WHAT THE TASK REQUIRES –
Your task is to copy the listing exactly. Drop any pictures from the copy.

○ ○ ○ ○

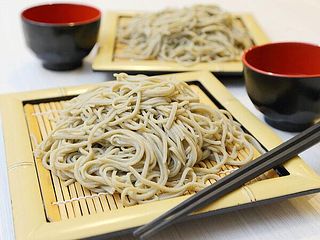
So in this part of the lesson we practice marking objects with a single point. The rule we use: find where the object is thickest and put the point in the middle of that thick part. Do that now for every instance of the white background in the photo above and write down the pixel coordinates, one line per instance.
(282, 20)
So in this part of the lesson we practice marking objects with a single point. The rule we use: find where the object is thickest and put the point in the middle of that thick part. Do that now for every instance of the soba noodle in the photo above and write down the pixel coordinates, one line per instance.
(202, 33)
(146, 138)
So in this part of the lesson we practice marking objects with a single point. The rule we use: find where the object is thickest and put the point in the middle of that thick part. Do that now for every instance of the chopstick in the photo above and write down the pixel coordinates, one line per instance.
(236, 179)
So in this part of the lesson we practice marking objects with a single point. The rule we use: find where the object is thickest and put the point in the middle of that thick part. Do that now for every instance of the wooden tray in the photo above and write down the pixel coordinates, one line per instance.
(34, 191)
(106, 60)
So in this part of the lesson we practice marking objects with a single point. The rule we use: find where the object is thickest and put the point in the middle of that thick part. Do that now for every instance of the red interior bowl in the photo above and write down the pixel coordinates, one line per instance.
(284, 59)
(61, 14)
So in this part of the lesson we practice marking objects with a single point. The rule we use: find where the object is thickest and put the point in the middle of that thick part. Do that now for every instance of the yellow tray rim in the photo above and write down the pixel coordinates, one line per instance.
(103, 61)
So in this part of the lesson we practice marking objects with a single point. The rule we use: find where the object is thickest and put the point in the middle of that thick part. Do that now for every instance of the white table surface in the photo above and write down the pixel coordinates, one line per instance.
(282, 20)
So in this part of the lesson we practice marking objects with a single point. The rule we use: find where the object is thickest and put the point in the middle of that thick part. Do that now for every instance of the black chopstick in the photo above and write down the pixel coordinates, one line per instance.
(253, 169)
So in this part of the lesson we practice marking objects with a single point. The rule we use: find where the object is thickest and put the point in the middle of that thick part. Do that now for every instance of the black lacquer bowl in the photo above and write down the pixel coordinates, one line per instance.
(283, 82)
(61, 35)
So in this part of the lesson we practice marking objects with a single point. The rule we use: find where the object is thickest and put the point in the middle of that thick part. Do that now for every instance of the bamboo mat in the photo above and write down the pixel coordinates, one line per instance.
(63, 202)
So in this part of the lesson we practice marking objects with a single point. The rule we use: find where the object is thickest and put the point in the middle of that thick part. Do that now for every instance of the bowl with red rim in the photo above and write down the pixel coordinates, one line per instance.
(61, 34)
(283, 81)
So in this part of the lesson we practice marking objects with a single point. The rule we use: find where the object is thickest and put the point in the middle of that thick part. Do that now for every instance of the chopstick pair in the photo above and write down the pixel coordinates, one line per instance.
(236, 179)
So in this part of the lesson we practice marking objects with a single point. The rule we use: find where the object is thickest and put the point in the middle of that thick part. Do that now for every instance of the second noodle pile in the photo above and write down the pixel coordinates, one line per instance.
(202, 33)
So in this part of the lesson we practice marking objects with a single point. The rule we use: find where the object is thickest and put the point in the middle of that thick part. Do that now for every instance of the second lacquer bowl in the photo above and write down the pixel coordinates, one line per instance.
(283, 81)
(61, 34)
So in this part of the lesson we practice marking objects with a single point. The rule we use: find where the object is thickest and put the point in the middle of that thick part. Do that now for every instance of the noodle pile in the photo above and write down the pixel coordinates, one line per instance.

○ ○ ○ ○

COMPLETE ANSWER –
So in this part of the lesson we practice marking objects with a single point. The rule we use: find where the object is thickest and put the point in the middle of that thick part. Do that now for every instance of the white background in the photo above and write down the pixel coordinates, one line per instance.
(282, 20)
So in this part of the lesson we practice marking objects with a single point. The rule we use: find where the object is thickest and put the point in the middle of that thick part. Do that now for every instance of the soba noodle in the photo above and write down the pixel coordinates, one line per instance.
(202, 33)
(146, 138)
So in this part of the lesson we practice marking objects with a single point. The rule we use: find where the object is thickest and put the point in the middle of that thick part. Do that now for every instance of the chopstick in the photo above and write down the pixel coordinates, one line per instance.
(236, 179)
So in this part of the lesson we practice marking objects with a single point. The rule we use: find where the object is thickest and put the point in the middle of that thick part. Do that now for every instance of the wooden tray in the photo above and write down the pixel coordinates, one line per instance.
(34, 191)
(106, 60)
So in this part of the lesson we practice marking objects with a single point. The rule we use: find where the object is thickest and put the point in the middle of that thick part. Do that now for every instance of the red interior bowl in the photo above and write down the pixel coordinates, one line per instance.
(284, 59)
(61, 14)
So in this part of the lesson we practice marking objects with a single point. The rule we use: find where the object is thickest and put the point in the middle of that thick part. Do that now for every instance of the yellow tray rim in the photo above and write down the pixel coordinates, one line per instance.
(103, 61)
So in this part of the lesson we practice marking objects with a single point. The rule we use: find where the object is thickest and put the point in the middle of that thick part. Do that now for every instance of the white table surface in the photo above and write down the pixel coordinates, one line per instance.
(282, 20)
So in this part of the lesson we practice marking objects with a single point. The rule we use: find where the object is thickest and put the point in the middle of that thick part. Do that now for every instance of the black chopstick in the photo above and write down the pixel coordinates, one line per instance.
(253, 169)
So in this part of the lesson we practice marking objects with a single point. The rule we use: find where the object is thickest and put the point in the middle of that thick part. Do that now for every instance of the black lacquer bowl in the photo above and write down the pixel coordinates, one line per instance.
(283, 82)
(61, 35)
So in this part of the lesson we practice marking objects with a single point. The rule we use: find where the object is thickest and put the point in the middle of that thick part. Do that now for every instance of the bamboo mat in the photo above and write down the pixel coordinates, one line per instance.
(63, 202)
So in this part of the lesson we practice marking objects with a single point. The rule we use: find where the object is thickest and put the point in the middle of that thick part. Do that now for every instance of the bowl with red rim in the photo above and write down the pixel coordinates, one line per instance.
(61, 34)
(283, 81)
So in this part of the lesson we practice marking objects with a single point. The rule we use: find where the object is thickest and put the point in the middle of that thick part. Do that now for every instance of the chopstick pair in the photo above and write down the pixel coordinates, one line per instance.
(236, 179)
So in this part of the lesson we practice marking objects with a single point. The rule we use: find where the object is thickest and put the point in the middle of that thick part. Do that now for every instance of the second noodle pile in the photo above and write down the pixel coordinates, one line per instance.
(202, 33)
So in this part of the lesson we practice marking objects with a single point. The rule we use: find where the object is thickest and put the point in the middle of that thick part. Do that now for every instance of the second lacquer bowl in the photo above and write down the pixel coordinates, one line per instance.
(283, 81)
(61, 34)
So in this part of the lesson we practice marking objects with a single point. The rule we use: find where the object is thickest and put the point in the middle of that thick part. Do that now for every instance of the noodle pile in the photo above and write down the pixel coordinates, one line per instance.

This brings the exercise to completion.